*** Opening DATA FOR THIS EXERCISE ***

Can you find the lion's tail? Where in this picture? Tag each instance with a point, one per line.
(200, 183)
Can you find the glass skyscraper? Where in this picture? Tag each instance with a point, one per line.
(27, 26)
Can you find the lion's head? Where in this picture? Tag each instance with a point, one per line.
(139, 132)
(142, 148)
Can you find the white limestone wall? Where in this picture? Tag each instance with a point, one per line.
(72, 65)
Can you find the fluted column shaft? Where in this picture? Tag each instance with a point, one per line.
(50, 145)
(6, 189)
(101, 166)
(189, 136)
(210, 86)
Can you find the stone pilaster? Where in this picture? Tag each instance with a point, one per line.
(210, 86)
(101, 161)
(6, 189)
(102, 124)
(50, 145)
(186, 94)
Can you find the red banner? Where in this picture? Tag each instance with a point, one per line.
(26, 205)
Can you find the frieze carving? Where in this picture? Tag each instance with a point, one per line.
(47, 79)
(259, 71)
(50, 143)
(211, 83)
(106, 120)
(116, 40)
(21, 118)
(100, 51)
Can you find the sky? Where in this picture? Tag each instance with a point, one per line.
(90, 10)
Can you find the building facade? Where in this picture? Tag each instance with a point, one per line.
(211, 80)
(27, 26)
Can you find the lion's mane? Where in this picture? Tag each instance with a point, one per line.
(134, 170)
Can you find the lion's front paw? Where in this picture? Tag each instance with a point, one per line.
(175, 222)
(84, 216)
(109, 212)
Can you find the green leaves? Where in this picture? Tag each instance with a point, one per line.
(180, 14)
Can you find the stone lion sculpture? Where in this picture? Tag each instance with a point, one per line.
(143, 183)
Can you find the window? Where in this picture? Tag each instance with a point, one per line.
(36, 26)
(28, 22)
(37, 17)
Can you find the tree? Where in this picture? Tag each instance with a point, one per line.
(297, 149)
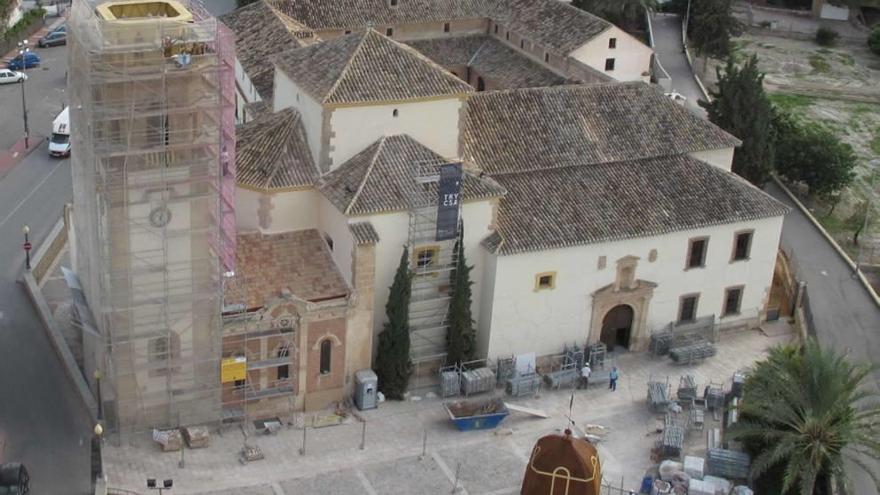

*** Closing DATA FOR THIS EXERCISE ***

WHAT NEEDS TO BE DONE = Exclude the images and output the lines above exactly.

RESULT =
Can you find the lion's tail? Where in this picture? Tag each instance with a point, one per line.
(200, 183)
Can you find the glass skyscraper? Where in this picture? Tag each instance with a point, one per line.
(27, 26)
Can you find the lion's head? Where in this picture? Tag each instance with a point, one per line.
(139, 132)
(142, 148)
Can you find the white limestone wall? Where in this picture? Tag each instance with a point, one per line.
(72, 65)
Can you find the fluted column shaft? Where in this picture? Tag each instance with a point, one per line.
(50, 145)
(6, 189)
(101, 166)
(189, 136)
(210, 86)
Can you find the stone pilaster? Where in this picture? Tag each instance with a point, one per line.
(210, 86)
(101, 161)
(6, 189)
(102, 124)
(50, 145)
(186, 94)
Can you find the red banner? Where in this picture? Tag each instance with a point, one per line.
(26, 205)
Can you find the frieze carving? Where in this picture? Tag each instance with a point, one per line.
(47, 79)
(259, 71)
(50, 143)
(211, 83)
(106, 120)
(116, 40)
(21, 118)
(100, 51)
Can you find the sky? Where in this picture? Tag each instance with a point, one per line.
(90, 10)
Can you find the building facade? Where in this picture? Tag each instance with a point, one per line.
(211, 80)
(27, 26)
Can you find the lion's mane? Where in this picture? Tag each instance with a point, one per line.
(134, 170)
Can you find the lion's front paw? Where in this picture? Tag each instance with a point, one per line.
(175, 222)
(84, 216)
(109, 212)
Can you find the green leaves? Where in this picture? Tag each instance with a point, one per line.
(180, 14)
Can you find the stone lion sculpture? Where in this picture? Tag each instance with a point, one per line.
(143, 183)
Can you find the window? Where in this picture? Tag each instance with a point, one per line.
(36, 26)
(28, 22)
(37, 17)
Can you find the tree? Where in this picture? Tag each instance with a point, one per line.
(297, 149)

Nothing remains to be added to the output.